Texto de leitura:
Ofereci-me, em seguida, para rearranjá-los, o que foi aceito com simpatia.
No passado, os cabelos femininos,
ou as chamadas crinas, eram altamente valorizados, aliás, como o são hoje, em
nossa cultura. Mas quais critérios inspiravam erotismo e atracção física na
Idade Moderna? É bem verdade que as características físicas das nossas belas
estavam um tanto distantes das do modelo renascentista europeu de beleza e sensualidade.

Material fornecido:

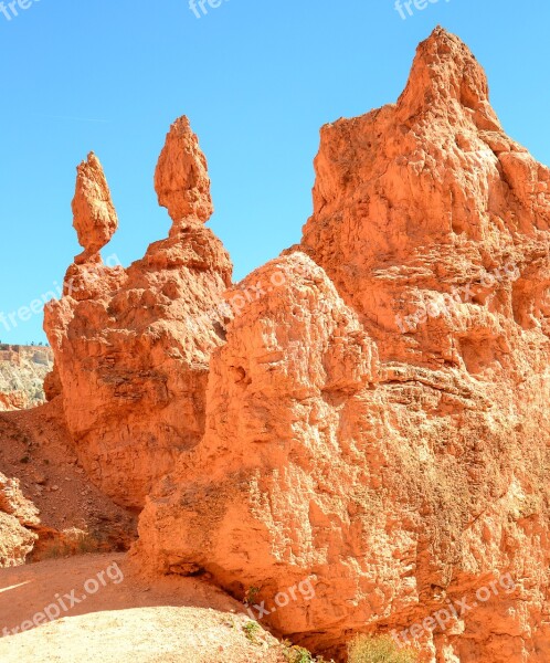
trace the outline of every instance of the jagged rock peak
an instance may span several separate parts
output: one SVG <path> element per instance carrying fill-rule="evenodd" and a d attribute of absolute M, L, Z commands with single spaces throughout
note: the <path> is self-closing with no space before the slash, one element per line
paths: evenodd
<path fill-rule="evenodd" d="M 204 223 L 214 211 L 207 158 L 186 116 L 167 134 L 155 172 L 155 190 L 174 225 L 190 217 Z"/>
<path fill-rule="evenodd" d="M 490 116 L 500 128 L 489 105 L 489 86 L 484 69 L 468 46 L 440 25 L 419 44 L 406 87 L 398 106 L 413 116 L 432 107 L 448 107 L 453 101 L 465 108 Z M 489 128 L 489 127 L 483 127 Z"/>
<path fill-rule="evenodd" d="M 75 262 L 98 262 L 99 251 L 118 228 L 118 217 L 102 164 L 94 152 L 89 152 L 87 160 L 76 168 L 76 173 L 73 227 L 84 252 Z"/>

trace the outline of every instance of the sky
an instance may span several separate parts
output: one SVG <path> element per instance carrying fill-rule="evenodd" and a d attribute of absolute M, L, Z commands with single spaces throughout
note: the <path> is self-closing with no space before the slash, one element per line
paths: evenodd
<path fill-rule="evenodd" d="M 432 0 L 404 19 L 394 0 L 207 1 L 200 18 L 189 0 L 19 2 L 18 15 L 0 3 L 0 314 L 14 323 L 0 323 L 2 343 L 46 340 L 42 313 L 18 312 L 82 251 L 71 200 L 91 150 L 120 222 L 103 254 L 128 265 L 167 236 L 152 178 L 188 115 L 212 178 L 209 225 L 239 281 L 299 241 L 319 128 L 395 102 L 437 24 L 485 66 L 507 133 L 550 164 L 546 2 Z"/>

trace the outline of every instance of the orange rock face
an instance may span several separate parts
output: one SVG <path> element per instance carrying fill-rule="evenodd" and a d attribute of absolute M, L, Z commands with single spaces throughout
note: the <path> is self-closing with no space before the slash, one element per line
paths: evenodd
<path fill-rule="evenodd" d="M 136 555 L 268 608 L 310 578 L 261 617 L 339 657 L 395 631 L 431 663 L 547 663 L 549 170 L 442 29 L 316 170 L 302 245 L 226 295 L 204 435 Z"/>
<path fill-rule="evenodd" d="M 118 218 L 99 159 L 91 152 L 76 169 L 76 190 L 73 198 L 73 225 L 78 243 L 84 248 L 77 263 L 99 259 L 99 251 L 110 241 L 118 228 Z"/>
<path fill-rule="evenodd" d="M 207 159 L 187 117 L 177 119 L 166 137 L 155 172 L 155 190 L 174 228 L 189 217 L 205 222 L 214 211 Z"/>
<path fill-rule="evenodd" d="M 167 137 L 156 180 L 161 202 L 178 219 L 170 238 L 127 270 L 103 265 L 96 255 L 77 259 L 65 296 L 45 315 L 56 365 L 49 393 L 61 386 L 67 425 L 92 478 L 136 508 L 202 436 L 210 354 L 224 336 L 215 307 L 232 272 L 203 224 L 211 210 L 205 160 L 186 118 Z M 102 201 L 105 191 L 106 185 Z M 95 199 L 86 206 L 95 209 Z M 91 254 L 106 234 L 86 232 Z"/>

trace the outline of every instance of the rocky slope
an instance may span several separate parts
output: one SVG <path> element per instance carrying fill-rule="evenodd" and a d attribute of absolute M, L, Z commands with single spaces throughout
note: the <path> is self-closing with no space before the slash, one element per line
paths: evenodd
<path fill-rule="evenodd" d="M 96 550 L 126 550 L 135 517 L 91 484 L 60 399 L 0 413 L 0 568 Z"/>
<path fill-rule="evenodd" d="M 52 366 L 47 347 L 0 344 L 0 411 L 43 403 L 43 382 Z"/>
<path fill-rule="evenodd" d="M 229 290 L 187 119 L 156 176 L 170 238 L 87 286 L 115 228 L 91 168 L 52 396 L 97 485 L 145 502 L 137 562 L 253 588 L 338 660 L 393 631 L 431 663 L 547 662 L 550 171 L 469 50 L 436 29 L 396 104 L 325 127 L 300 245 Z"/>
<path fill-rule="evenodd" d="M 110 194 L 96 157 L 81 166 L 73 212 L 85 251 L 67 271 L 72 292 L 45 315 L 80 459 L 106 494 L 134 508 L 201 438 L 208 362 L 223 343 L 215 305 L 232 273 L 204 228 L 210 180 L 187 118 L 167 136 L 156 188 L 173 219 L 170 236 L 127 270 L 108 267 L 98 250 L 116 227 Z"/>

Lista de tarefas:
[A] Liste todas as formas verbais do texto de leitura que estão no pretérito imperfeito do indicativo.
[B] Prolongue o texto sobre os cabelos femininos a partir do ponto em que ele termina.

Respostas dadas:
[A] eram, inspiravam, estavam

[B]
Os grandes pintores do período, como Veronese, o veneziano, preferiam mulheres
de cabelos claros, ondulados ou anelados, com rosto e colo leitoso como pérola,
bochechas largas, fronte alta, sobrancelhas finas e bem separadas. O corpo
devia ser entre o magro e o gordo, carnudo e cheio de suco, segundo um literato
francês. Como se dizia então, a construção tinha que ser de boa carnadura. A
metáfora servia para descrever ombros e peito forte, suporte para seios
redondos e costas em que não se visse um sinal de ossos. Até os dedos
afuselados eram cantados em prosa e verso, dedos de unhas rosadas, finalizadas
em pequenos arcos brancos. Jóias e pedrarias, bem diversas dos ramais de contas
e da tinta de jenipapo que recobriam nossas índias, reafirmavam o esplendor da
união entre elementos anatómicos e erotismo.
Mas o que se via dessa beleza?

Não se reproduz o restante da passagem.